Objectives -
1. Reproduce the passage of the Gutenberg catalogue thread below, starting at "I'd really rather" and ending at "happen soon.".
2. In the Gutenberg catalogue thread below, how often is catalog.rdf.bz2 updated?

Excerpt -
= = = = = = =

[gutvol-p] Re: Gutenberg Catalogue RDF

26 May 2010

      William Waites wrote:
...
Hi all,
I'm working on a project, http://bibliographica.org/ which involves
annotating and enriching information about authors and works. We
need some seed data! I would very much like to use the gutenberg
catalogue for this and it seems like I have three options:
* generate RDF out of the marc dump (lossy, messy)
  * use the catalog.rdf.bz2 (old rdf layout)
  * use the individual RDF e.g. http://www.gutenberg.org/ebooks/12345.rdf
     (means crawling the site).
I'd really rather not crawl the site (and suspect you'd rather I not as
well) but I would like to use the RDF generated for individual works
(well, manifestations, but I digress).
Any chance of producing a dump like catalog.rdf.bz2 but with the
updated schema?
catalog.rdf.bz2 gets updated every night.

The individual rdf files don't get updated after first creation. That's 
something we will do eventually but need to figure out an efficient way.

Peacing the individual files together is not as easy as it seems because 
  we have to remove redundant information. We'll have to copy the entire 
database into a triple store and serialize it out again. Not likely to 
happen soon.

-- 
Marcello Perathoner
webmaster@gutenberg.org

= = = = = = =

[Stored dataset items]
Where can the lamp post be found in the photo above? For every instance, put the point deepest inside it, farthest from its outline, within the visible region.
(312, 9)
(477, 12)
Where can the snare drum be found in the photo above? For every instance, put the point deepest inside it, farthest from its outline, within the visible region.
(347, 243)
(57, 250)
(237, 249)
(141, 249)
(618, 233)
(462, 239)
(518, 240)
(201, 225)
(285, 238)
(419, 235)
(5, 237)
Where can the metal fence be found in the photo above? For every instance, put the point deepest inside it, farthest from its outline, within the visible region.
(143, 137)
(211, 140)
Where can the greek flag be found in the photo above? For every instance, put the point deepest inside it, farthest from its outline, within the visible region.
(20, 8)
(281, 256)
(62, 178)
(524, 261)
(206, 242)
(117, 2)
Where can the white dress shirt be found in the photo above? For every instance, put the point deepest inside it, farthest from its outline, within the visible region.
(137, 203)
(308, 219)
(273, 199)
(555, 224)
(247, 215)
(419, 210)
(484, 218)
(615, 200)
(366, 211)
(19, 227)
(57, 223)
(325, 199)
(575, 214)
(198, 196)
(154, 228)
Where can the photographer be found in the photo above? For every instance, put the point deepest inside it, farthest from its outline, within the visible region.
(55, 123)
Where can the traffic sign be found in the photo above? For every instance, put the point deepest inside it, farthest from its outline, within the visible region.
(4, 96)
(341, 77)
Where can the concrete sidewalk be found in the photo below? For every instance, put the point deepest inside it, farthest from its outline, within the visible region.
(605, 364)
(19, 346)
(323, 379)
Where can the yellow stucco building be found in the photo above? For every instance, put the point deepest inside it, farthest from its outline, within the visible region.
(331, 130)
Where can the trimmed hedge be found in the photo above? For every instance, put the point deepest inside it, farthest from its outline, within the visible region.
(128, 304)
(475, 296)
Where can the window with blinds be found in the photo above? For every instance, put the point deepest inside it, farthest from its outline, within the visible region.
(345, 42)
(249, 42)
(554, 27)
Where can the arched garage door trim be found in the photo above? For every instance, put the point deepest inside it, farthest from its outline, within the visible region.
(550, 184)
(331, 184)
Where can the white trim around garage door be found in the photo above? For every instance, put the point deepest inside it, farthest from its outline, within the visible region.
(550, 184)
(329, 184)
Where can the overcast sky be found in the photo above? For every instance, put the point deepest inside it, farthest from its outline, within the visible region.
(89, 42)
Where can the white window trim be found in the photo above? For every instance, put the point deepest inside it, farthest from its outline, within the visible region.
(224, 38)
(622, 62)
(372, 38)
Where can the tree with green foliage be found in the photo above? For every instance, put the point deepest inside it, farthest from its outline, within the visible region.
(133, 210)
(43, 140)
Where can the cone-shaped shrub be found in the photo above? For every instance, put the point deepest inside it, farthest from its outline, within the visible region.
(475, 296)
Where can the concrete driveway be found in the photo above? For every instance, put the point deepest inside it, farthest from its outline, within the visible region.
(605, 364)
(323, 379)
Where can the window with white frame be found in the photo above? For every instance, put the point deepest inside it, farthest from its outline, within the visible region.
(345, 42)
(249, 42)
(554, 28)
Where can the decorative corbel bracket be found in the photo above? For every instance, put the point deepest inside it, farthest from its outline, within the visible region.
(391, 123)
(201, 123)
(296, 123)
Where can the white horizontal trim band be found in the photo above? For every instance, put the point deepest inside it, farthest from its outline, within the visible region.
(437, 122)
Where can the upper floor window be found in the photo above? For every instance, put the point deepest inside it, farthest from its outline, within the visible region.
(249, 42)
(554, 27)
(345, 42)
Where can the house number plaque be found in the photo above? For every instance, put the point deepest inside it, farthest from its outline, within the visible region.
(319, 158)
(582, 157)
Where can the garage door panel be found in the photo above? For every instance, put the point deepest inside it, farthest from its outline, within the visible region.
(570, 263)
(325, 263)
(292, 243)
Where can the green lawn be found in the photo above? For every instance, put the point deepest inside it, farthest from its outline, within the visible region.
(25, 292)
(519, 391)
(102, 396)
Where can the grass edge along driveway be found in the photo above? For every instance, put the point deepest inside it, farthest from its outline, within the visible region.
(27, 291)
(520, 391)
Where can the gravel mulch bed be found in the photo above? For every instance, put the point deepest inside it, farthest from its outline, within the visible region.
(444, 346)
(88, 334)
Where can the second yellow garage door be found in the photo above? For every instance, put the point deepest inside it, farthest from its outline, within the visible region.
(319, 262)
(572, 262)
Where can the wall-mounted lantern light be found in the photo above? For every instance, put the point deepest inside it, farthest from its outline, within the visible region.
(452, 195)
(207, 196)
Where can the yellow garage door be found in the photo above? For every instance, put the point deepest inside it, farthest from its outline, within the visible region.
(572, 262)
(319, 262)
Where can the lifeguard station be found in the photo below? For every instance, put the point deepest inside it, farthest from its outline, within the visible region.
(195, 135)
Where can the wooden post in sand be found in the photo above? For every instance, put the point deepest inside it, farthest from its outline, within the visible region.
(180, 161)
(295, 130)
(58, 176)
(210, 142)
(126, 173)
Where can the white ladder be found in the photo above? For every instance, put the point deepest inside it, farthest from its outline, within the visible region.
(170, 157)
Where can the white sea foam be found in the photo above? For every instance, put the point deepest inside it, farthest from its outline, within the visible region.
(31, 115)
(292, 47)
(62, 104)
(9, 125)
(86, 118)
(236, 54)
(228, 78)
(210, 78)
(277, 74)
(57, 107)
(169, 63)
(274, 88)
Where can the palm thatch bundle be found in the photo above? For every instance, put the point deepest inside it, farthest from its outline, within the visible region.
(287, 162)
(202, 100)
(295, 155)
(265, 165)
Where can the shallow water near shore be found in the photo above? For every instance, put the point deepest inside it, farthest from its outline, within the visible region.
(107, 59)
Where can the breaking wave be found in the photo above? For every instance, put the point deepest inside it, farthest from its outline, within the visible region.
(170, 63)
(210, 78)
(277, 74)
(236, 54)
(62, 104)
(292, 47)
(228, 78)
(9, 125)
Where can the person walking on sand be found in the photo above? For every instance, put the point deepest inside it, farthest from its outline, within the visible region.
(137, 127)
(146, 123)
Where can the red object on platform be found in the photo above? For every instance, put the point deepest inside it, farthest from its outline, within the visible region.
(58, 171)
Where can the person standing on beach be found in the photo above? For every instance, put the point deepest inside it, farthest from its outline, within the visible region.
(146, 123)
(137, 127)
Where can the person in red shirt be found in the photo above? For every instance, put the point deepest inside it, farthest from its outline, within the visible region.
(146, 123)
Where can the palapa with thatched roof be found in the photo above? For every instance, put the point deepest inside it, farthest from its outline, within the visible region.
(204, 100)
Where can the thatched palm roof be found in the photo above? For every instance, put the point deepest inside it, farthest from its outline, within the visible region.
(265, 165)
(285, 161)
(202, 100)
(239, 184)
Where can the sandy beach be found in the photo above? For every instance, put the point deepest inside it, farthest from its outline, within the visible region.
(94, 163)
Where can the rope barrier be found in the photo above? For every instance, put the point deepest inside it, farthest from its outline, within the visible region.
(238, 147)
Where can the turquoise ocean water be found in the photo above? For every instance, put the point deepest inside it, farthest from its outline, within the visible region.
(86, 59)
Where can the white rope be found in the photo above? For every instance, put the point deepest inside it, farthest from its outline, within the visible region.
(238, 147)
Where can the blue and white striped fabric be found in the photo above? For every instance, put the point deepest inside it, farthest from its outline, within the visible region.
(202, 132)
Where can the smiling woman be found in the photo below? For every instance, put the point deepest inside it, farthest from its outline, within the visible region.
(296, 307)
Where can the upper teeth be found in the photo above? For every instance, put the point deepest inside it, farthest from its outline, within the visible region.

= = = = = = =

The solutions -
1.
I'd really rather not crawl the site (and suspect you'd rather I not as
well) but I would like to use the RDF generated for individual works
(well, manifestations, but I digress).
Any chance of producing a dump like catalog.rdf.bz2 but with the
updated schema?
catalog.rdf.bz2 gets updated every night.

The individual rdf files don't get updated after first creation. That's 
something we will do eventually but need to figure out an efficient way.

Peacing the individual files together is not as easy as it seems because 
  we have to remove redundant information. We'll have to copy the entire 
database into a triple store and serialize it out again. Not likely to 
happen soon.

2. Every night.